» What you are asked to do
Tally how many lines in the data below contain the string "white", treating uppercase and lowercase as different, and reply with that number only.

» Source records
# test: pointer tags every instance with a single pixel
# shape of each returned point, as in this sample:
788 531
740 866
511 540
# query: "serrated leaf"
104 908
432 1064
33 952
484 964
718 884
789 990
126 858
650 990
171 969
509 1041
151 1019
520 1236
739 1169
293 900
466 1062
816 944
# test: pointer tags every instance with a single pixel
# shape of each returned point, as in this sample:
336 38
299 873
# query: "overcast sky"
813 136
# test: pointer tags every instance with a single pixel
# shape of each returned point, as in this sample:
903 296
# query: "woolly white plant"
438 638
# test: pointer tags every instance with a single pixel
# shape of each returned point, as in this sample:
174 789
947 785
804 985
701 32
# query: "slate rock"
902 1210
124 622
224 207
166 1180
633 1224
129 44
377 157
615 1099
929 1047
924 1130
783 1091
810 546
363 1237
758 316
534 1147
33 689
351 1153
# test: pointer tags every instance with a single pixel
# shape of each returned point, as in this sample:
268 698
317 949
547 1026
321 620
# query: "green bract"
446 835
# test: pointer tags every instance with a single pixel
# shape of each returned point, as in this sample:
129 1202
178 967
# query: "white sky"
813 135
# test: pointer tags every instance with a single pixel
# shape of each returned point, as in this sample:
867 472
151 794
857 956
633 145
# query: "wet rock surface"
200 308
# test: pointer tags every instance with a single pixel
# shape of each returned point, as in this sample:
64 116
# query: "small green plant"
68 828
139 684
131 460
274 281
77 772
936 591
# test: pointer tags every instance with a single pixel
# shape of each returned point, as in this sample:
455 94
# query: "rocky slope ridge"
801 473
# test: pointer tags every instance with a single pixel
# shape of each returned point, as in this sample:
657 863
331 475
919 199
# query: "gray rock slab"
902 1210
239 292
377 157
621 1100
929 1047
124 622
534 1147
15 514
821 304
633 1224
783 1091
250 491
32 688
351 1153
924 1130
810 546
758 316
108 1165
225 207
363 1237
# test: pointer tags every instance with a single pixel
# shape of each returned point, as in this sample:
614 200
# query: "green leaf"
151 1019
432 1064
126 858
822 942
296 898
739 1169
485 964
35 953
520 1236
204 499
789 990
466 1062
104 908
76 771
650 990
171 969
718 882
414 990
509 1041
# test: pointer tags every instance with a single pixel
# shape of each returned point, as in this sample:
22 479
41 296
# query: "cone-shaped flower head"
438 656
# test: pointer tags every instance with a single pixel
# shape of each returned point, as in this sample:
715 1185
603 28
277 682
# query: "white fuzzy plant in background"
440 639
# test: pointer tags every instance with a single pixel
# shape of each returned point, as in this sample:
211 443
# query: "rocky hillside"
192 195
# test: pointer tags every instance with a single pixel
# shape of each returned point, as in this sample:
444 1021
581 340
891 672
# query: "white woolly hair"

» Final answer
4